LIST OF TASKS –
- A) In the legal question about employer liability, rewrite the part from "Intentional Act Exclusion" to "scope of employment.", replacing "lawn service" with "landscaping company".
- B) List every court case cited by name in the answer about employer liability.
- C) Answer these questions from the text on employer liability:
(i) In Rodebush, who slapped a patient?
(ii) Which section of the Restatement 2nd of Agency is mentioned?
(iii) What kind of employee record could support a negligent hiring claim?

PASSAGE SHOWN –
----

Intentional Act Exclusion
I have a client who was beat up by an employee of a lawn service. Is the employer liable or is the employee acting outside the scope of employment.
Answer: The law in Oklahoma is surprisingly favorable to your prospective case. See, for example: Ada-Konawa Bridge Co. v. Cargo, 1932 OK 790, 21 P.2d 1: Toll-taker on toll bridge in scope of agency where he shot driver trying to cross toll bridge without paying; Rodebush v. Okla. Nursing Homes, Ltd.,1993 OK 160, 867 P.2d 1241: Employer liable for nursing home attendant who slapped patient. It appears to me Cargo and Rodebush apply the “motivation to serve” test without calling it that. As an illustration of the motivation to serve test, see Doe v. Samaritan Counseling Center, 791 P.2d 344 (Alaska 1990): Counseling center could be liable for sexual acts by counselor with a patient under the “motivation to serve” test because reasonably related to transference phenomenon in therapy. However, the Restatement 2nd of Agency, Sec. 245, might seem to explain the two Oklahoma cases just based on foreseeability that if the employee’s job is such that they should foresee the employee feeling a need to use force, there can be agency. I have sent this to you separately, via west law. Finally, there is a potential for a negligent hiring claim if the employee had a bad record for violence of which the employer should have been aware. See, for example, Mistletoe Express v. Culp, 1959 OK 250, 353 P.2d 9. Sounds like you’ve got an interesting case!

----

PROVIDED DATA –
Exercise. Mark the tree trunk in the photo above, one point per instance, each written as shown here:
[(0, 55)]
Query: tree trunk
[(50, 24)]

----

EXERCISE RESPONSES –
- A)
Intentional Act Exclusion
I have a client who was beat up by an employee of a landscaping company. Is the employer liable or is the employee acting outside the scope of employment.

- B)
Ada-Konawa Bridge Co. v. Cargo
Rodebush v. Okla. Nursing Homes, Ltd.
Doe v. Samaritan Counseling Center
Mistletoe Express v. Culp

- C)
(i) A nursing home attendant.
(ii) Sec. 245.
(iii) A bad record for violence that the employer should have been aware of.